(Stored data)
◆ ◆ ◆

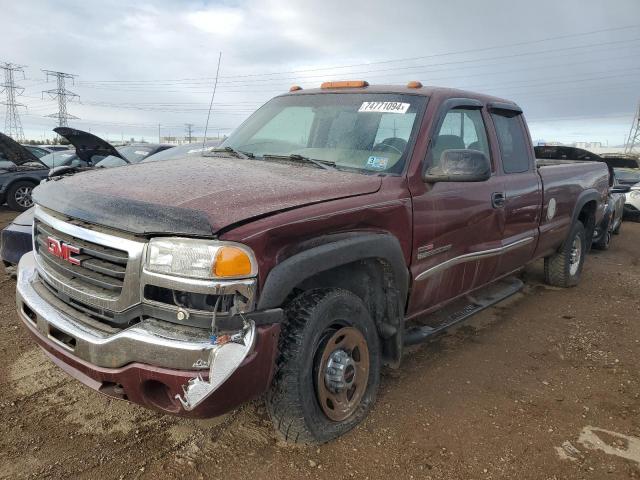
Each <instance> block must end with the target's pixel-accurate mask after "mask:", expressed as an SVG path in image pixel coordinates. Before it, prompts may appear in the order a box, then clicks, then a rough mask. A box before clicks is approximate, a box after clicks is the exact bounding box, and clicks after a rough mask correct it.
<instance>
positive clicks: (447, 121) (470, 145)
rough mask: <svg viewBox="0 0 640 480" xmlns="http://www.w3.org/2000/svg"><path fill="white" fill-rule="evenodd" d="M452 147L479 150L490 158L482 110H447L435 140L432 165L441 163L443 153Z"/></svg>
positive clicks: (432, 153)
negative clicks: (447, 111)
mask: <svg viewBox="0 0 640 480" xmlns="http://www.w3.org/2000/svg"><path fill="white" fill-rule="evenodd" d="M452 149H454V150H455V149H463V150H464V149H469V150H479V151H481V152H482V153H484V154H485V155H486V156H487V158H490V155H489V142H488V141H487V131H486V129H485V127H484V122H483V121H482V113H481V112H480V110H478V109H466V108H455V109H453V110H449V111H448V112H447V114H446V116H445V117H444V119H443V121H442V125H441V126H440V130H438V134H437V135H436V136H435V138H434V141H433V147H432V148H431V166H435V165H439V164H440V157H441V156H442V153H443V152H444V151H445V150H452Z"/></svg>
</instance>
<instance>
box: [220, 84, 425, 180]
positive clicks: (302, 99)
mask: <svg viewBox="0 0 640 480" xmlns="http://www.w3.org/2000/svg"><path fill="white" fill-rule="evenodd" d="M425 104H426V98H425V97H423V96H417V95H401V94H348V93H345V94H339V93H336V94H333V93H331V94H329V93H322V94H308V95H289V96H283V97H278V98H275V99H273V100H271V101H270V102H269V103H267V104H266V105H265V106H263V107H262V108H261V109H259V110H258V111H257V112H256V113H254V114H253V115H252V116H251V117H250V118H249V119H248V120H247V121H246V122H245V123H243V124H242V125H241V126H240V127H239V128H238V129H237V130H236V131H235V132H234V133H233V134H232V135H231V136H230V137H229V138H228V139H227V140H226V141H225V142H224V144H223V147H231V148H233V149H234V150H236V151H239V152H243V153H245V154H248V155H249V156H255V157H257V158H264V159H269V156H270V155H275V156H278V157H289V156H292V158H294V159H295V158H296V157H298V158H299V157H306V158H309V159H314V160H320V161H323V162H328V163H331V164H332V165H334V166H335V167H336V168H345V169H355V170H358V171H362V172H372V173H376V172H384V173H400V172H402V168H403V166H404V163H405V162H406V157H407V154H408V152H409V151H410V148H409V147H410V146H411V144H412V143H413V139H414V137H415V135H416V130H417V126H418V119H419V117H420V113H421V112H422V110H423V109H424V106H425Z"/></svg>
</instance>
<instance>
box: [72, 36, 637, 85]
mask: <svg viewBox="0 0 640 480" xmlns="http://www.w3.org/2000/svg"><path fill="white" fill-rule="evenodd" d="M639 27H640V24H634V25H627V26H623V27H613V28H605V29H600V30H592V31H589V32H581V33H574V34H565V35H557V36H553V37H546V38H542V39H537V40H529V41H522V42H515V43H510V44H503V45H495V46H490V47H480V48H472V49H466V50H458V51H453V52H443V53H436V54H431V55H422V56H418V57H405V58H397V59H389V60H381V61H376V62H363V63H354V64H351V65H335V66H332V67H321V68H320V67H319V68H310V69H304V70H290V71H285V72H270V73H254V74H248V75H228V76H222V75H221V76H220V78H221V79H223V78H225V79H226V78H250V77H264V76H266V75H283V74H296V73H307V72H319V71H325V70H336V69H341V68H354V67H363V66H370V65H383V64H388V63H400V62H408V61H416V60H424V59H428V58H439V57H446V56H451V55H462V54H468V53H479V52H483V51H490V50H497V49H502V48H511V47H520V46H525V45H534V44H538V43H544V42H550V41H554V40H563V39H567V38H576V37H584V36H588V35H596V34H599V33H607V32H613V31H621V30H631V29H637V28H639ZM623 42H626V40H625V41H623ZM617 43H622V42H617ZM552 51H553V50H552ZM189 80H208V81H211V80H213V78H211V77H201V78H182V79H171V80H87V82H82V83H83V84H84V83H97V82H100V83H129V82H134V83H143V82H159V81H170V82H173V81H175V82H184V81H189ZM221 83H222V82H221Z"/></svg>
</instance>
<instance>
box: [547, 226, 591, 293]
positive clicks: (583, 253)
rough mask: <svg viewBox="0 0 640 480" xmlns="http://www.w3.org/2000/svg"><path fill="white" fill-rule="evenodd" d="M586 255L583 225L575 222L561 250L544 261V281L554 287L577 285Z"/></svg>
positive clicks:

◆ ◆ ◆

Only the lines that hold the word "rough" are wanted; each should be pulled from the records.

**WRITTEN RESPONSE:**
Each <instance> block must end with the target's pixel-accurate mask after "mask:", expressed as an SVG path in image pixel coordinates. Before it, prompts may appear in the order a box, then clicks, then a rough mask. A box before clicks is approximate, a box after clicks is the exact bounding box, and clicks after a rough mask correct it.
rough mask: <svg viewBox="0 0 640 480" xmlns="http://www.w3.org/2000/svg"><path fill="white" fill-rule="evenodd" d="M452 147L479 150L490 158L482 110H447L435 140L432 165L441 163L443 153Z"/></svg>
rough mask: <svg viewBox="0 0 640 480" xmlns="http://www.w3.org/2000/svg"><path fill="white" fill-rule="evenodd" d="M586 255L583 225L575 222L561 250L544 261V281L554 287L577 285Z"/></svg>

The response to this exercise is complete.